*HOW TO COMPLETE THIS TASK*. Return the lines below that contain the word "tight".

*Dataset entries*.
══════

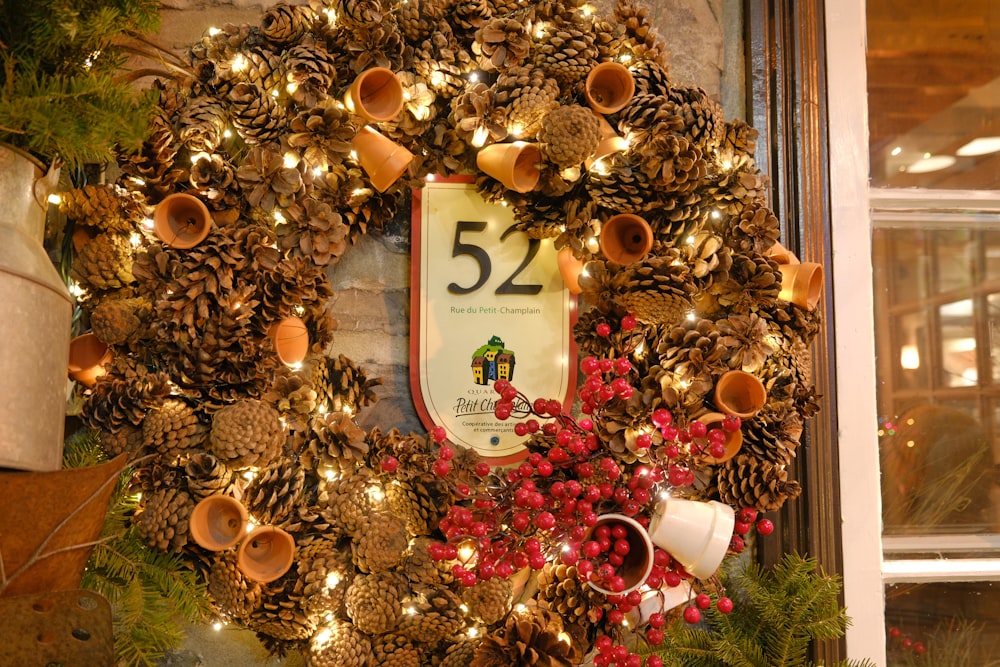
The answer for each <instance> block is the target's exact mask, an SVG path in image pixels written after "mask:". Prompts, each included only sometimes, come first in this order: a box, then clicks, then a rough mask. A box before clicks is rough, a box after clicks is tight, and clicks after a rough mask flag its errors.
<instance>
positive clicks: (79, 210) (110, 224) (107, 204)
mask: <svg viewBox="0 0 1000 667" xmlns="http://www.w3.org/2000/svg"><path fill="white" fill-rule="evenodd" d="M59 210H60V211H61V212H62V213H63V215H65V216H66V218H67V219H69V220H72V221H73V223H74V224H75V225H76V226H78V227H93V228H95V229H100V230H103V231H116V232H123V233H125V232H130V231H132V230H134V229H135V223H136V222H138V221H139V220H142V219H143V218H144V217H145V216H146V214H147V207H146V201H145V198H144V197H143V196H142V194H140V193H138V192H129V191H127V190H125V189H124V188H123V187H121V186H120V185H114V184H110V183H108V184H103V185H85V186H83V187H82V188H74V189H72V190H68V191H66V192H63V193H62V194H61V201H60V202H59Z"/></svg>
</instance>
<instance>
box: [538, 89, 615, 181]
mask: <svg viewBox="0 0 1000 667" xmlns="http://www.w3.org/2000/svg"><path fill="white" fill-rule="evenodd" d="M538 142H539V148H540V149H541V151H542V155H543V156H544V157H545V159H546V160H548V161H549V162H552V163H553V164H555V165H556V166H557V167H559V168H561V169H566V168H568V167H575V166H577V165H579V164H580V163H582V162H583V161H584V160H586V159H587V158H588V157H590V156H591V155H593V154H594V151H595V150H596V149H597V145H598V144H599V143H600V142H601V124H600V122H599V121H598V119H597V116H595V115H594V112H593V111H591V110H590V109H587V108H586V107H582V106H580V105H578V104H571V105H569V106H561V107H559V108H558V109H556V110H554V111H552V112H550V113H549V114H548V115H547V116H546V117H545V119H544V120H543V121H542V129H541V130H539V132H538Z"/></svg>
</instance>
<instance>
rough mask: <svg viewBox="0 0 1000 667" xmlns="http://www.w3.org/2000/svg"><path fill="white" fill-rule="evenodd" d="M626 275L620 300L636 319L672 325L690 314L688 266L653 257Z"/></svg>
mask: <svg viewBox="0 0 1000 667" xmlns="http://www.w3.org/2000/svg"><path fill="white" fill-rule="evenodd" d="M625 273H626V275H627V281H626V283H625V289H624V291H623V293H622V294H621V295H620V296H619V300H620V301H621V304H622V305H623V306H624V307H625V308H626V309H627V310H628V311H629V312H630V313H632V314H634V315H635V316H636V317H637V318H638V319H640V320H642V321H644V322H651V323H655V324H665V325H667V326H672V325H674V324H677V323H679V322H681V321H682V320H683V319H684V318H685V317H687V315H688V313H690V312H691V307H692V306H691V295H692V294H693V293H694V291H695V285H694V283H693V282H692V280H691V277H690V274H689V271H688V268H687V266H685V265H683V264H675V263H674V262H673V261H671V260H669V259H668V258H666V257H653V258H650V259H647V260H646V261H644V262H642V263H641V264H639V265H637V266H634V267H633V268H630V269H626V270H625Z"/></svg>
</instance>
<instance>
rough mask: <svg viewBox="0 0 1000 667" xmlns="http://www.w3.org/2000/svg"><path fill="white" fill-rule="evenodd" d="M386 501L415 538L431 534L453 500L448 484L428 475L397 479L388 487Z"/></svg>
mask: <svg viewBox="0 0 1000 667" xmlns="http://www.w3.org/2000/svg"><path fill="white" fill-rule="evenodd" d="M385 500H386V502H387V503H388V505H389V508H390V509H391V510H392V512H393V514H395V515H396V516H399V517H402V518H403V520H404V521H405V522H406V529H407V530H408V531H409V532H410V534H411V535H427V534H429V533H430V532H431V531H432V530H435V529H436V528H437V525H438V522H439V521H440V520H441V519H442V518H443V517H444V515H445V512H447V508H448V507H449V506H450V505H451V500H452V498H451V493H450V491H449V488H448V484H447V483H445V482H444V481H442V480H441V479H439V478H438V477H437V476H435V475H433V474H431V473H426V474H422V475H417V476H414V477H403V476H400V477H399V478H397V479H395V480H393V481H392V483H390V484H388V485H386V488H385Z"/></svg>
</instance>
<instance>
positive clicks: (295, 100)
mask: <svg viewBox="0 0 1000 667" xmlns="http://www.w3.org/2000/svg"><path fill="white" fill-rule="evenodd" d="M285 58H286V62H287V66H288V74H287V77H288V81H289V82H290V83H291V84H293V92H292V99H293V100H295V102H296V103H298V104H299V105H301V106H303V107H313V106H316V105H317V104H318V103H320V102H322V101H323V100H325V99H326V98H327V96H328V91H329V90H330V87H331V86H332V85H333V84H334V82H335V81H336V77H337V70H336V67H335V65H334V58H333V56H332V55H330V53H329V52H328V51H327V50H326V49H325V48H323V46H321V45H320V44H309V43H302V44H297V45H296V46H293V47H292V48H290V49H289V50H288V51H287V52H286V53H285Z"/></svg>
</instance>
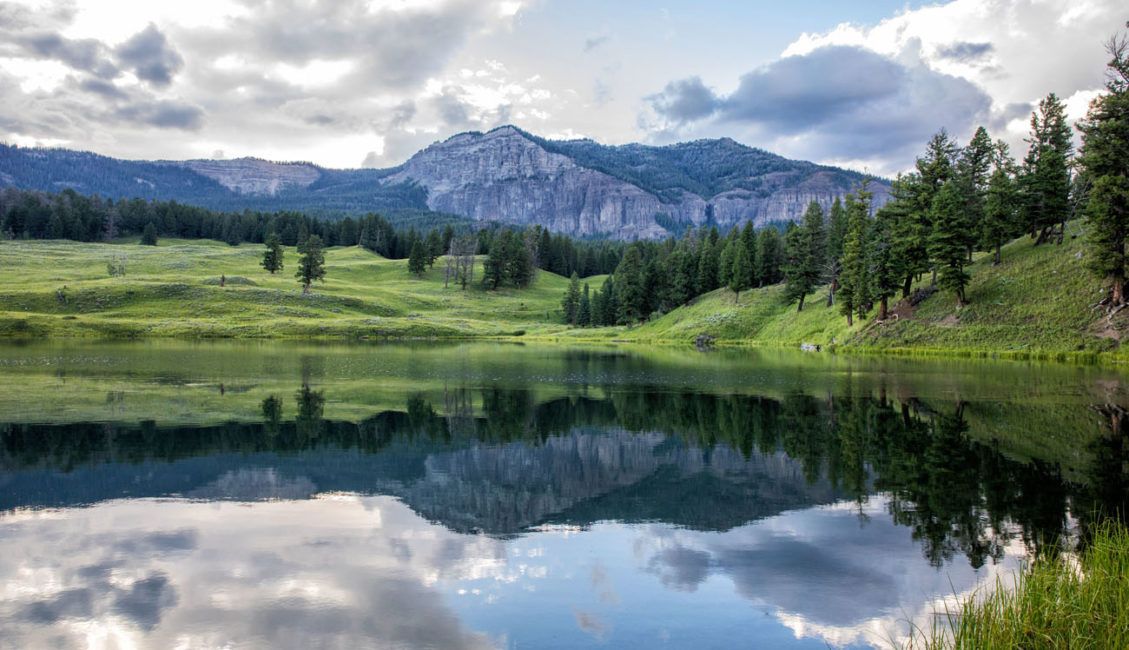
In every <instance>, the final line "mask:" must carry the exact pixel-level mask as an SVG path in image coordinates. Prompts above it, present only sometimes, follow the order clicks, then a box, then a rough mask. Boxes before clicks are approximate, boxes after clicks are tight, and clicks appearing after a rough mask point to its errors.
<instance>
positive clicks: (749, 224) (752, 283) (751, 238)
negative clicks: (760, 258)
mask: <svg viewBox="0 0 1129 650" xmlns="http://www.w3.org/2000/svg"><path fill="white" fill-rule="evenodd" d="M741 245H742V246H744V247H745V255H746V256H747V257H749V278H747V279H746V280H747V287H749V288H750V289H752V288H753V287H756V283H758V278H756V230H755V229H754V228H753V222H752V221H745V227H744V228H743V229H742V230H741Z"/></svg>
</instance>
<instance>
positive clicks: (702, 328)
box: [568, 238, 1129, 358]
mask: <svg viewBox="0 0 1129 650" xmlns="http://www.w3.org/2000/svg"><path fill="white" fill-rule="evenodd" d="M1082 255H1083V244H1082V241H1080V239H1073V240H1068V241H1067V243H1065V244H1064V245H1061V246H1056V245H1043V246H1038V247H1036V246H1034V244H1033V243H1032V241H1031V240H1030V239H1027V238H1021V239H1017V240H1015V241H1013V243H1010V244H1009V245H1007V246H1006V247H1005V248H1004V251H1003V262H1001V264H999V265H998V266H994V265H992V264H991V258H990V256H987V255H984V256H979V257H978V258H977V261H975V262H974V263H973V264H972V265H971V267H970V269H969V271H970V273H971V276H972V283H971V286H970V287H969V290H968V298H969V305H968V306H966V307H964V308H963V309H957V308H956V304H955V300H954V298H953V297H952V296H951V295H948V293H945V292H936V293H934V295H933V296H930V297H929V298H927V299H925V300H924V301H921V302H920V304H919V305H917V306H916V307H911V306H909V305H908V304H901V305H899V306H898V307H896V308H895V306H894V304H893V302H892V304H891V308H892V309H893V310H894V311H896V317H895V318H892V319H890V320H887V322H886V323H883V324H876V323H874V322H873V315H872V317H870V318H867V319H866V322H865V323H860V322H859V320H858V319H856V323H855V326H854V327H848V326H847V319H846V318H844V317H843V316H842V315H840V314H839V309H838V306H837V307H834V308H828V307H826V304H825V300H826V289H825V288H824V289H821V290H820V291H817V292H816V293H814V295H813V296H811V297H808V300H807V305H806V306H805V308H804V311H802V313H797V311H796V306H795V305H787V304H785V300H784V290H782V287H779V286H778V287H769V288H764V289H758V290H753V291H747V292H745V293H743V295H742V296H741V298H739V302H735V301H734V295H733V292H732V291H729V290H727V289H721V290H718V291H715V292H712V293H709V295H706V296H702V297H701V298H699V299H698V300H695V301H694V302H693V304H691V305H689V306H685V307H682V308H679V309H675V310H674V311H671V313H669V314H666V315H665V316H663V317H660V318H656V319H655V320H653V322H650V323H647V324H645V325H641V326H638V327H632V328H619V330H614V331H605V330H594V331H581V332H570V333H569V334H568V336H570V337H575V339H606V337H612V339H616V340H623V341H649V342H659V341H681V342H690V341H693V340H694V337H695V336H698V335H699V334H708V335H710V336H714V337H715V339H716V340H717V341H718V342H720V343H750V344H759V345H786V346H798V345H799V344H802V343H817V344H822V345H839V346H847V348H851V349H856V350H884V351H896V352H905V353H908V352H913V353H930V352H938V353H940V352H944V353H952V352H954V351H956V352H961V353H968V354H973V355H975V354H989V353H992V354H995V353H998V354H1001V355H1005V357H1021V358H1022V357H1031V355H1034V357H1042V355H1049V357H1068V355H1092V354H1094V353H1096V352H1110V351H1117V350H1118V349H1119V348H1120V341H1121V337H1122V336H1123V335H1126V334H1129V322H1127V317H1126V316H1122V315H1118V316H1115V317H1114V318H1113V320H1112V322H1110V320H1108V319H1106V318H1105V317H1104V316H1102V315H1100V314H1099V313H1097V311H1095V310H1093V309H1092V305H1093V304H1094V302H1096V301H1097V300H1099V299H1100V298H1101V296H1102V295H1101V290H1102V283H1101V282H1100V281H1099V280H1096V279H1095V278H1094V276H1093V275H1091V274H1089V272H1087V271H1086V269H1085V267H1084V265H1083V260H1082ZM927 283H928V279H926V282H924V283H921V284H920V286H922V287H924V286H925V284H927Z"/></svg>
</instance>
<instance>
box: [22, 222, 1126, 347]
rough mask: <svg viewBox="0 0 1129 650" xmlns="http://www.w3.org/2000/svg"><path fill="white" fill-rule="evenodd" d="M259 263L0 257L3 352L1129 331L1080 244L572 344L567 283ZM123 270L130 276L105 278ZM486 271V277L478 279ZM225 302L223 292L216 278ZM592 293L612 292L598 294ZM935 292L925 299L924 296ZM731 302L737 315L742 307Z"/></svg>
mask: <svg viewBox="0 0 1129 650" xmlns="http://www.w3.org/2000/svg"><path fill="white" fill-rule="evenodd" d="M262 251H263V249H262V247H261V246H255V245H246V244H245V245H242V246H235V247H233V246H228V245H227V244H222V243H217V241H210V240H191V241H189V240H175V239H168V240H163V241H161V243H160V245H159V246H157V247H149V246H139V245H137V244H134V243H132V241H130V243H120V244H96V245H91V244H79V243H73V241H0V287H3V289H0V336H8V337H53V336H94V337H150V336H163V337H235V339H288V337H289V339H309V337H325V339H360V340H364V339H444V337H448V339H460V337H463V339H466V337H489V339H515V337H523V339H527V340H552V341H562V342H604V343H612V342H614V343H622V342H634V343H651V344H657V343H673V344H690V343H692V342H693V341H694V339H695V337H697V336H698V335H699V334H707V335H709V336H712V337H714V339H715V341H716V342H717V343H719V344H738V345H762V346H785V348H795V346H799V345H800V344H802V343H814V344H821V345H824V346H834V348H837V349H842V350H854V351H859V352H866V351H882V352H884V353H899V354H914V355H930V354H940V355H952V354H959V355H972V357H980V355H983V357H1004V358H1019V359H1024V358H1031V359H1056V360H1086V361H1089V360H1094V359H1096V358H1097V357H1099V355H1101V357H1102V358H1105V359H1112V360H1120V357H1121V355H1120V353H1119V352H1118V351H1119V349H1120V341H1121V336H1122V335H1123V334H1126V333H1127V332H1129V330H1127V320H1126V318H1129V316H1124V315H1119V316H1117V317H1115V318H1113V320H1112V322H1111V320H1109V319H1106V318H1105V317H1104V316H1102V315H1101V314H1100V313H1099V311H1095V310H1094V309H1093V308H1092V305H1093V304H1094V302H1096V301H1097V300H1099V299H1100V298H1101V295H1102V293H1101V291H1102V283H1101V282H1100V281H1097V280H1096V279H1094V278H1093V276H1092V275H1091V274H1089V273H1088V272H1087V271H1086V269H1085V267H1084V264H1083V244H1082V240H1080V239H1079V238H1075V239H1068V240H1067V241H1066V243H1065V244H1062V245H1060V246H1058V245H1043V246H1038V247H1036V246H1034V244H1033V243H1032V241H1031V240H1030V239H1029V238H1021V239H1017V240H1015V241H1013V243H1010V244H1008V245H1007V246H1005V247H1004V252H1003V263H1001V264H999V265H994V264H991V257H990V256H989V255H978V257H977V260H975V262H974V263H973V264H971V266H970V269H969V271H970V274H971V278H972V282H971V284H970V287H969V290H968V298H969V305H968V306H965V307H964V308H962V309H957V308H956V305H955V300H954V299H953V297H952V296H949V295H947V293H944V292H936V293H934V295H931V296H930V297H928V298H926V299H925V300H924V301H921V302H919V304H918V305H916V306H912V307H911V306H909V305H908V304H901V305H898V304H896V301H891V309H892V313H893V314H895V316H894V317H892V318H891V319H889V320H886V322H885V323H881V324H878V323H874V319H873V315H872V317H870V318H866V319H856V322H855V325H854V326H848V325H847V320H846V318H844V317H843V316H842V315H841V314H839V309H838V306H835V307H830V308H829V307H828V306H826V302H825V300H826V289H825V288H824V289H821V290H819V291H816V292H815V293H813V295H812V296H809V297H808V299H807V304H806V307H805V309H804V310H803V311H797V310H796V308H795V306H794V305H788V304H786V302H785V300H784V288H782V286H774V287H767V288H763V289H755V290H750V291H745V292H743V293H742V295H741V296H739V298H737V297H735V296H734V293H733V292H732V291H729V290H727V289H719V290H717V291H714V292H711V293H707V295H704V296H701V297H699V298H698V299H695V300H694V301H693V302H691V304H690V305H686V306H684V307H681V308H679V309H675V310H673V311H671V313H668V314H665V315H659V316H657V317H655V318H653V319H650V320H649V322H647V323H645V324H641V325H638V326H631V327H623V326H621V327H601V328H584V330H578V328H569V327H566V326H565V325H563V324H562V323H561V320H562V311H561V307H560V300H561V297H562V295H563V292H565V289H566V287H567V284H568V280H567V279H565V278H561V276H559V275H555V274H552V273H549V272H544V271H541V272H539V273H537V275H536V279H535V281H534V283H533V286H532V287H530V288H527V289H522V290H516V289H501V290H498V291H487V290H484V289H483V288H482V287H481V284H480V283H478V282H475V283H474V284H472V286H471V287H470V288H469V289H467V290H465V291H464V290H461V289H458V288H455V287H449V288H444V283H443V275H444V271H443V269H444V260H443V258H440V260H438V261H437V262H436V264H435V267H432V269H431V270H429V271H428V272H427V273H426V274H425V275H423V276H422V278H415V276H413V275H411V274H410V273H409V272H408V261H406V260H386V258H383V257H380V256H378V255H375V254H373V253H369V252H367V251H365V249H362V248H359V247H338V248H330V249H329V251H327V252H326V270H327V275H326V280H325V282H324V283H318V284H315V287H314V290H313V292H312V293H310V295H303V293H301V290H300V287H299V284H298V282H297V281H296V280H295V279H294V267H295V265H296V264H297V257H298V255H297V252H296V251H295V249H294V248H288V249H287V251H286V262H287V267H286V269H285V270H283V271H282V272H280V273H279V274H277V275H271V274H269V273H266V272H265V271H263V270H262V269H261V267H260V265H259V262H260V257H261V255H262ZM115 257H123V258H125V265H126V272H125V275H124V276H117V278H112V276H110V273H108V270H107V262H110V261H111V260H113V258H115ZM481 269H482V260H481V258H480V261H479V264H478V267H476V274H478V275H479V276H480V278H481ZM221 275H222V276H226V286H225V287H220V286H219V283H220V276H221ZM585 281H586V282H588V283H589V284H590V287H592V289H593V290H595V289H597V288H598V287H599V286H601V284H602V283H603V281H604V276H595V278H588V279H586V280H585ZM927 282H928V279H927V278H926V279H922V282H921V283H919V286H920V287H924V286H925V284H926V283H927ZM735 298H736V299H735Z"/></svg>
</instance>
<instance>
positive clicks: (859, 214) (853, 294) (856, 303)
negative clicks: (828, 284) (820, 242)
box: [839, 182, 870, 325]
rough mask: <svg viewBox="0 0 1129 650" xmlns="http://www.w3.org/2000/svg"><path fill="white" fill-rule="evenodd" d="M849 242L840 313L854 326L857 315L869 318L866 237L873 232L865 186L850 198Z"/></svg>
mask: <svg viewBox="0 0 1129 650" xmlns="http://www.w3.org/2000/svg"><path fill="white" fill-rule="evenodd" d="M846 210H847V238H846V239H844V240H843V257H842V273H841V274H840V286H839V311H840V313H841V314H842V315H843V316H847V324H848V325H854V324H855V314H856V313H857V314H858V315H859V317H864V316H866V313H867V304H868V302H869V301H870V293H869V288H870V279H869V274H868V269H867V253H866V252H867V247H868V241H867V237H868V235H869V230H870V225H869V221H870V192H868V191H867V188H866V184H865V182H864V185H863V187H860V188H859V190H858V191H857V192H856V193H854V194H848V195H847V205H846Z"/></svg>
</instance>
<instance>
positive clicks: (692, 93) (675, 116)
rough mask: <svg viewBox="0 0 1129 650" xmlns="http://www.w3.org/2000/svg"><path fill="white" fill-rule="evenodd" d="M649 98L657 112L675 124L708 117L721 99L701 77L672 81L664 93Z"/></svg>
mask: <svg viewBox="0 0 1129 650" xmlns="http://www.w3.org/2000/svg"><path fill="white" fill-rule="evenodd" d="M647 100H648V102H649V103H650V105H651V107H653V108H654V109H655V112H656V113H658V114H659V115H662V116H664V117H666V118H667V120H669V121H672V122H674V123H675V124H684V123H686V122H694V121H697V120H702V118H704V117H708V116H710V115H712V114H714V113H715V112H716V111H717V109H718V107H719V105H720V99H719V98H718V97H717V96H716V95H714V91H712V90H710V89H709V88H707V87H706V85H704V84H702V80H701V78H699V77H691V78H689V79H681V80H677V81H671V82H669V84H667V85H666V87H665V88H663V91H662V93H657V94H655V95H651V96H649V97H647Z"/></svg>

══════

*SOLUTION TO THE EXERCISE*.
The answer for each <instance> block is the target's exact mask, an SVG path in image pixels written after "mask:". Prompts, each included only sometimes, come first in this order: a box, then clicks, then a rough mask. A box before clicks is rough, a box after clicks is tight, and clicks after a rough mask flag its errors.
In every <instance>, the final line "mask:" must carry the exact pixel-level mask as an SVG path in image coordinates. Prompts above it, present only sometimes, follow the order clicks, then a box, then a rough mask. Boxes before clicks are approximate, boxes after clicks are tight, and clicks appearing after a rough mask point to its errors.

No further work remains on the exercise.